> [Aim of the exercise]
Can you copy out, unchanged, the lines below from the one containing "second corn tortilla." through the final line, with both ends included?

> [Record set]
+ + + +
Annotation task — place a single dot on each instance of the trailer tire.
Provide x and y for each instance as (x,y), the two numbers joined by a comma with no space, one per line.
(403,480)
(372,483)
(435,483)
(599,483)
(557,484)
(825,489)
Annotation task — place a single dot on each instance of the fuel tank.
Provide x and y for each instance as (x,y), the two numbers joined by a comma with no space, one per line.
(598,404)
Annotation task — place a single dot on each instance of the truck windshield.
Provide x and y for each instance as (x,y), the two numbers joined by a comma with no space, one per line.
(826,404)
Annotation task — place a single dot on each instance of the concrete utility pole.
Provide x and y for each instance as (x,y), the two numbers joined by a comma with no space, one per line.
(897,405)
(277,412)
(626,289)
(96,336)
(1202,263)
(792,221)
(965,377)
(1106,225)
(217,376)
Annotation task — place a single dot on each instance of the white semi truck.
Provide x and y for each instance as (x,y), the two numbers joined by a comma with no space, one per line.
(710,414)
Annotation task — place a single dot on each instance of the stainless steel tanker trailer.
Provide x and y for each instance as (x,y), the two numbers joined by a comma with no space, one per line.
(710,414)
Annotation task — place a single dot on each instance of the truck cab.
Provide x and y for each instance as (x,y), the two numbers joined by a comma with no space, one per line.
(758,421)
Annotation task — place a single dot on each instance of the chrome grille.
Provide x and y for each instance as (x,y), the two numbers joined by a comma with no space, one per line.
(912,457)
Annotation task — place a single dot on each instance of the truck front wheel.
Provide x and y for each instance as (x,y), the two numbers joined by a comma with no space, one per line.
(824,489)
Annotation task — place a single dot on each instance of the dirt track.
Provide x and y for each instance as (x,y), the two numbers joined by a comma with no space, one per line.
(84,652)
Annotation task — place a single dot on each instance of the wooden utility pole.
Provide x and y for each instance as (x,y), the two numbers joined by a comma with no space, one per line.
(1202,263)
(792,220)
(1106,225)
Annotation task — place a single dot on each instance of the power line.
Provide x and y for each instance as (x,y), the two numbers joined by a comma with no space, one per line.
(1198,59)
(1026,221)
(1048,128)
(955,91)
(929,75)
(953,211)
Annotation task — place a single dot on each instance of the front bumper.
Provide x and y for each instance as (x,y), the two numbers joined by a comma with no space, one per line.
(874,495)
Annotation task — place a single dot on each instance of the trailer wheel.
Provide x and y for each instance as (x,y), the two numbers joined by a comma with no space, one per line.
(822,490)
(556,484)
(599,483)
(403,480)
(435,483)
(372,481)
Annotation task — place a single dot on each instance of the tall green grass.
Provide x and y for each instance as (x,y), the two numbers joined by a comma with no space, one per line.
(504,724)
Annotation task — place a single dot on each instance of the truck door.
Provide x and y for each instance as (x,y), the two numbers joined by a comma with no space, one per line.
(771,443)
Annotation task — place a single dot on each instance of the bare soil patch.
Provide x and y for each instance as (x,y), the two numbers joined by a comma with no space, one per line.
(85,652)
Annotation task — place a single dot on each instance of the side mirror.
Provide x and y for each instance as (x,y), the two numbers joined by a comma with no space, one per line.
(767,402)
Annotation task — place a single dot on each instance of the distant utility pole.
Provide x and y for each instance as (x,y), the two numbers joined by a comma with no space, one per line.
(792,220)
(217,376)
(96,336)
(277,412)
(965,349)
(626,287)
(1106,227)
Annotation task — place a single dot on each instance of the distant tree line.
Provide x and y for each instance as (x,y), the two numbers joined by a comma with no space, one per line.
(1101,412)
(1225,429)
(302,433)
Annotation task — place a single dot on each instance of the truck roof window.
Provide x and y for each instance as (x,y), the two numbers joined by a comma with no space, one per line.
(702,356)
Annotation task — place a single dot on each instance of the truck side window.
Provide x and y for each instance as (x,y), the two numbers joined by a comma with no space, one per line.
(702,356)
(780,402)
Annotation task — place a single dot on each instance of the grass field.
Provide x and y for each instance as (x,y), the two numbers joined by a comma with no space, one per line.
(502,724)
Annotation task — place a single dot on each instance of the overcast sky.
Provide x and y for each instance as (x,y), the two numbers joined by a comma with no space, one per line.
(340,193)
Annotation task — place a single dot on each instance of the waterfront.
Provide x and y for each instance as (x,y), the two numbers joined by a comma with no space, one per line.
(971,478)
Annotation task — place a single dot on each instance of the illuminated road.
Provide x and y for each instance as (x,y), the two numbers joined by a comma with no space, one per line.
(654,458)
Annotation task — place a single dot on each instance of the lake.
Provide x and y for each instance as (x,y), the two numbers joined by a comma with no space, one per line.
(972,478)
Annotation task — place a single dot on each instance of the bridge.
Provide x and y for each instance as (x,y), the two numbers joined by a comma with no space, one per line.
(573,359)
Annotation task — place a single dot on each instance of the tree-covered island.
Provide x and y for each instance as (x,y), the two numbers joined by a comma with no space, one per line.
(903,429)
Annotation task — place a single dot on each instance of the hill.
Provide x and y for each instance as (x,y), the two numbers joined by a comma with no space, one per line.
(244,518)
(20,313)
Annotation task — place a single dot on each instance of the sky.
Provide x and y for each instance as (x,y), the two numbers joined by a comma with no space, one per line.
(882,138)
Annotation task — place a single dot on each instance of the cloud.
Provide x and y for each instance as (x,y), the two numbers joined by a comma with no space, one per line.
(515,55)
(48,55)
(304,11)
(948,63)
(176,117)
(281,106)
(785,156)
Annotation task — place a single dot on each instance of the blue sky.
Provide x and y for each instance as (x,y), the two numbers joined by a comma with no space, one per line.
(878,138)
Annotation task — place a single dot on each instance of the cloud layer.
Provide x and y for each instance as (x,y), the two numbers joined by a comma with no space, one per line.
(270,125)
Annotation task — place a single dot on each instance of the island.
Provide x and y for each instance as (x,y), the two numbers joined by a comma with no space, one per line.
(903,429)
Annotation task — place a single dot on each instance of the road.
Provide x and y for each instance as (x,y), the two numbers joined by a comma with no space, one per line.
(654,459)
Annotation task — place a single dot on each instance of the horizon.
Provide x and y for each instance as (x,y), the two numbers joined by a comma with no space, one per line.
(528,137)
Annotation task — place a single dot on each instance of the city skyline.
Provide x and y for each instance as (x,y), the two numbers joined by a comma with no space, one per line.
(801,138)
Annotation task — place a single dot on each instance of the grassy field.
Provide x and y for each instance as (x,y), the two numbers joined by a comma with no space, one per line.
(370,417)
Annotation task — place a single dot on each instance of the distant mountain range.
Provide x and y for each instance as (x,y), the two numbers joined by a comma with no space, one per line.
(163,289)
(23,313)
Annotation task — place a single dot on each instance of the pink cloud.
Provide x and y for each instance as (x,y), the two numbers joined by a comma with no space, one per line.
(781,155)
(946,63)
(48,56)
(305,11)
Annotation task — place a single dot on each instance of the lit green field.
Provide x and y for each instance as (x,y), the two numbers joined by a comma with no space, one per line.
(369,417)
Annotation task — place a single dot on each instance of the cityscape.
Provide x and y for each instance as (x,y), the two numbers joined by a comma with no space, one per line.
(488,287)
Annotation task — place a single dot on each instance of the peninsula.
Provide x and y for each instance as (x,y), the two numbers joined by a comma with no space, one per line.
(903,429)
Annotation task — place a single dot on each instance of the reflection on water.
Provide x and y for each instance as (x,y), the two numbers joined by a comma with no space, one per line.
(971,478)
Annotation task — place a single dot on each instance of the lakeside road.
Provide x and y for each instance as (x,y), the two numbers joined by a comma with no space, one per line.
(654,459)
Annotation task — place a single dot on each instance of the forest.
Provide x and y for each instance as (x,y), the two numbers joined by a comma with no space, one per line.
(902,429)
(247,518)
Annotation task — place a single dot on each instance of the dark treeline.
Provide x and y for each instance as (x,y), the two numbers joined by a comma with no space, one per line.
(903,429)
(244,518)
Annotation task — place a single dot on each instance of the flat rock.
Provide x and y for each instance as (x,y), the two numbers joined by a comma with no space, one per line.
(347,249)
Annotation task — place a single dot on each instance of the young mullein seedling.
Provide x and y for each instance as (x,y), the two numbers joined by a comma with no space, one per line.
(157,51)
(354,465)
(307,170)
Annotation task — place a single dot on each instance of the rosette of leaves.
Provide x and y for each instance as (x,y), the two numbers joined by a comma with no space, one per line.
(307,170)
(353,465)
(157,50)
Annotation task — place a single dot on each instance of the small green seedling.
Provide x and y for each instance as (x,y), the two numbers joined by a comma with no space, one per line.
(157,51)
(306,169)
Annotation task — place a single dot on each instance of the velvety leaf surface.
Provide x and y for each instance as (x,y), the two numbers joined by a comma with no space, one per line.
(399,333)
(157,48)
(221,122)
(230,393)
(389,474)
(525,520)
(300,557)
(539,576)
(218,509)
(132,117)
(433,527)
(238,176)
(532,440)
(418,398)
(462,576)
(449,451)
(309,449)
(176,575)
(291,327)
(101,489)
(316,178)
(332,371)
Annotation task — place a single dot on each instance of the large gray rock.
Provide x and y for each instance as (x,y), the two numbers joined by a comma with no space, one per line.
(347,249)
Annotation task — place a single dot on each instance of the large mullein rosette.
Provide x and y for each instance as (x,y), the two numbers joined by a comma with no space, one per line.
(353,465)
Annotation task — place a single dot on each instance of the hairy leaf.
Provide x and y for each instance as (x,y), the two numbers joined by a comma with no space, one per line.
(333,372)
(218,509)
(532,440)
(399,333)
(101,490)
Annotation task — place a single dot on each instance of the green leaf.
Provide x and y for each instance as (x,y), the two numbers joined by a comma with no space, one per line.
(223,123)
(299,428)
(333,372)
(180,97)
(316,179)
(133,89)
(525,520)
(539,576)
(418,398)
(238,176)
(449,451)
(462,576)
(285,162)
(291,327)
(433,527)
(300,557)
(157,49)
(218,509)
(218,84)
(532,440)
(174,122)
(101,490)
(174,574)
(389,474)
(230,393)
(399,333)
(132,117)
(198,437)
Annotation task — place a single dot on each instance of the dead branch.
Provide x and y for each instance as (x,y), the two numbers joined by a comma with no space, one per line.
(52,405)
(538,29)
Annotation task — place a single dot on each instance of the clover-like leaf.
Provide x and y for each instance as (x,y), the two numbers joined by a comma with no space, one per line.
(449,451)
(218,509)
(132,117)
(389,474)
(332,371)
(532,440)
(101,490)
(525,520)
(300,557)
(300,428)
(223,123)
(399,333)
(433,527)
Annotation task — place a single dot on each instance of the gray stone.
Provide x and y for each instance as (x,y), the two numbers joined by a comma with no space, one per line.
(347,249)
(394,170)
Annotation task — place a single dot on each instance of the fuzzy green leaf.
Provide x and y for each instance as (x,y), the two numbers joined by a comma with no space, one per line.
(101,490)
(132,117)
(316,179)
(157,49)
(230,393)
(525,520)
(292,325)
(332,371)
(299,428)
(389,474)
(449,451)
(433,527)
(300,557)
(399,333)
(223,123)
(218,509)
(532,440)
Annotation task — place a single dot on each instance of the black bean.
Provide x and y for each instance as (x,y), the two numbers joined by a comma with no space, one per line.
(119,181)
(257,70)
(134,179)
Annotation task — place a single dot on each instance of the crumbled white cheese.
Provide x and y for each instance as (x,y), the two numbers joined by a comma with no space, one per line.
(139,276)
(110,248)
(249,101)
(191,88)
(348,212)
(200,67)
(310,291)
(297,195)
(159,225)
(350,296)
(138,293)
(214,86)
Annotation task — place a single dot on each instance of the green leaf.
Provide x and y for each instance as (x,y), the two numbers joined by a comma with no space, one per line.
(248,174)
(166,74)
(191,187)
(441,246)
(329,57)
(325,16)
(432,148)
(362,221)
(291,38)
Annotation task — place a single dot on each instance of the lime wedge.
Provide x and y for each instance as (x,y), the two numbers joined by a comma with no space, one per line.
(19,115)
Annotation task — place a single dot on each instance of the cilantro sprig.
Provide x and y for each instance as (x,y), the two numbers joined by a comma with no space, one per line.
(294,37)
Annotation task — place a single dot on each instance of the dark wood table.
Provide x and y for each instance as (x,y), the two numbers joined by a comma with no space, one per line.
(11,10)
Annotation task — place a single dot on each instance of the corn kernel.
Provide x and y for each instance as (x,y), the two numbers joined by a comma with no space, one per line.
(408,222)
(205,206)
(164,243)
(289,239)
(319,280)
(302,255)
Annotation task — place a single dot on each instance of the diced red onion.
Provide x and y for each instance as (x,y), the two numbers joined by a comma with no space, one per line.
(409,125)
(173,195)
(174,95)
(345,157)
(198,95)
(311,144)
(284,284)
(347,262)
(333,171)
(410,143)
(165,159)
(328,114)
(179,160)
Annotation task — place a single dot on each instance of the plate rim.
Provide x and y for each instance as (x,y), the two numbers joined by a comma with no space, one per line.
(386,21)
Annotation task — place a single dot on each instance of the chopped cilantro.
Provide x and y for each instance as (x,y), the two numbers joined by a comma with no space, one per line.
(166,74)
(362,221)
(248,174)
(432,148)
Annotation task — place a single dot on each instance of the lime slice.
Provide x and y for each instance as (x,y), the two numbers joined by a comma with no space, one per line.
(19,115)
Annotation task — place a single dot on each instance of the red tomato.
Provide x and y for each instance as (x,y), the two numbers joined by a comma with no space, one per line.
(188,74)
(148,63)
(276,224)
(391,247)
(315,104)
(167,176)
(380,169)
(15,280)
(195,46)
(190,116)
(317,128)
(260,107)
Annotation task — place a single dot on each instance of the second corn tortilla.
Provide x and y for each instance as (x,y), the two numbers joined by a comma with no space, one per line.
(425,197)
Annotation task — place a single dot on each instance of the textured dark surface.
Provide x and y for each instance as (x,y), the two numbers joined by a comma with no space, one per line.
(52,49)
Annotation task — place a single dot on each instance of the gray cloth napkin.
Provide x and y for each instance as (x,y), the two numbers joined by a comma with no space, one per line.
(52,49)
+ + + +
> [Output of the exercise]
Annotation task — place a single dot on each instance of the second corn tortilla.
Provide x and y for each instance as (x,y), the two numbers joined by a comma with no space, one per line.
(425,197)
Annotation task — place a single dot on each instance of the textured dark surface.
Provide x and y for each instance as (x,y), the two numbers joined by a comma with no space, one per line.
(52,49)
Annotation task — place a single dot on each instance of the gray cloth napkin.
Provide x and y for each instance as (x,y), the two numbers joined by a comma with no space, one per line.
(52,49)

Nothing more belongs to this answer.